## Given task
Rewrite every one of the rows below with "pixel coordinates" replaced by "image coordinates" and everything else unchanged, leaving out the pictures.

## Data provided

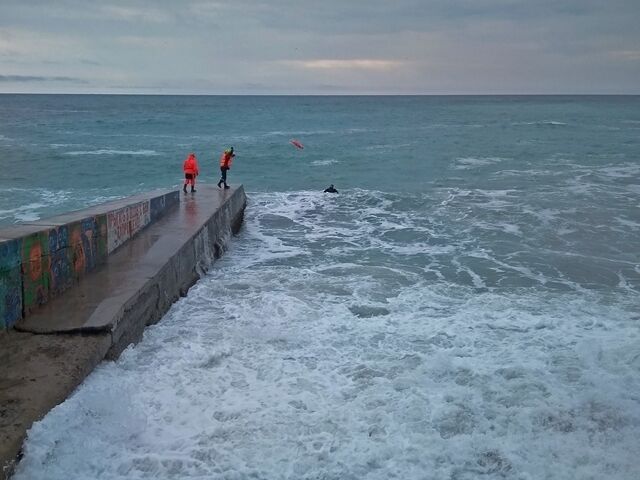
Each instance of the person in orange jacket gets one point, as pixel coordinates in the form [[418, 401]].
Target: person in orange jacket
[[226, 159], [191, 171]]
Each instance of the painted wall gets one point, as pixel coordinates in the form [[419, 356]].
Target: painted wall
[[43, 263]]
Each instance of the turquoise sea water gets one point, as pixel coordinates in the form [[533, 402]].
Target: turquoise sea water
[[466, 307]]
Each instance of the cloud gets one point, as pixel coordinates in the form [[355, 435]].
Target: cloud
[[337, 64], [134, 15], [37, 78]]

## Answer for the task
Each instance of the person in orange jacket gets one point, as image coordinates in the form [[418, 401]].
Target: person in orange jacket
[[226, 159], [191, 171]]
Each instance of the painted wall gets one point, as image coordinates in the form [[419, 356]].
Target: painted wall
[[43, 263]]
Each instance of the turquoise sea water gets one point, as image coordinates in the form [[533, 402]].
Target: turquoise sea water
[[466, 307]]
Each instance of the cloud gets one point, as image coordinates in the form [[355, 435]].
Target: cloud
[[337, 64], [134, 15], [37, 78]]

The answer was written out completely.